== Segment start ==

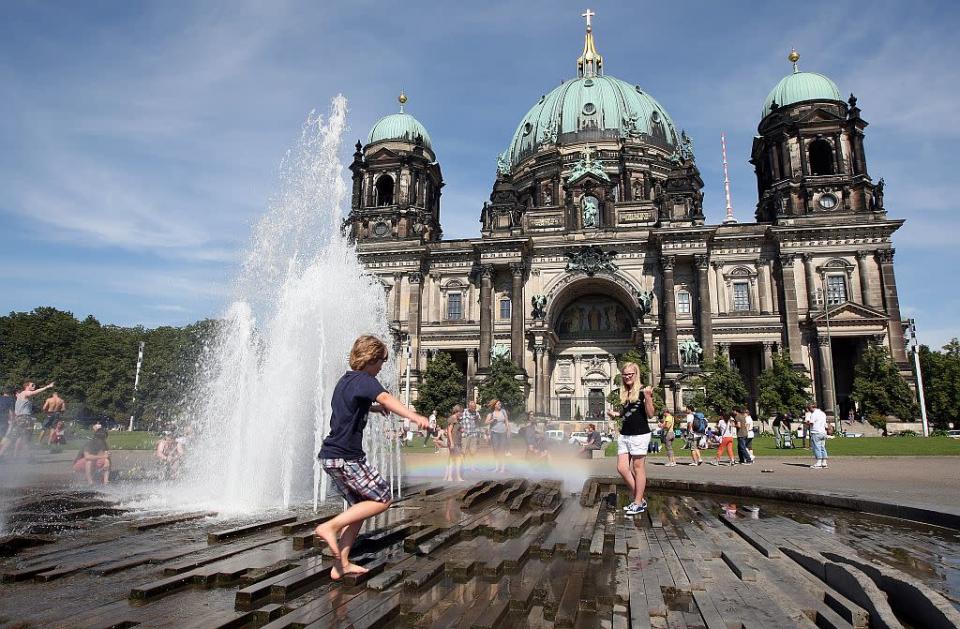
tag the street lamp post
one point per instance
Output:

== Segment end ==
== Segment start ==

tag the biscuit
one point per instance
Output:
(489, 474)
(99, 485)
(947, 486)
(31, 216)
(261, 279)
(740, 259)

== Segment end ==
== Segment start ==

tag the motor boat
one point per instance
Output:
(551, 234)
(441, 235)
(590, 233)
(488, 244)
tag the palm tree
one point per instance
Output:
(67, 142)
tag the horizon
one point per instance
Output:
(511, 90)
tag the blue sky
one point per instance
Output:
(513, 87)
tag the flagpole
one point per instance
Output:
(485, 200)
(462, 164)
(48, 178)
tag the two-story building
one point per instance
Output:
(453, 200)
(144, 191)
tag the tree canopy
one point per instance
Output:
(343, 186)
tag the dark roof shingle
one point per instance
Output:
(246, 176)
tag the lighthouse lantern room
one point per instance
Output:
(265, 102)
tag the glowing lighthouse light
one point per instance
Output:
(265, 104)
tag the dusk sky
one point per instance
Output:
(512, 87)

== Segment end ==

**Exercise directions**:
From the listing, copy every line where the string "lighthouse" appears.

**Exercise result**:
tag the lighthouse lantern room
tag the glowing lighthouse light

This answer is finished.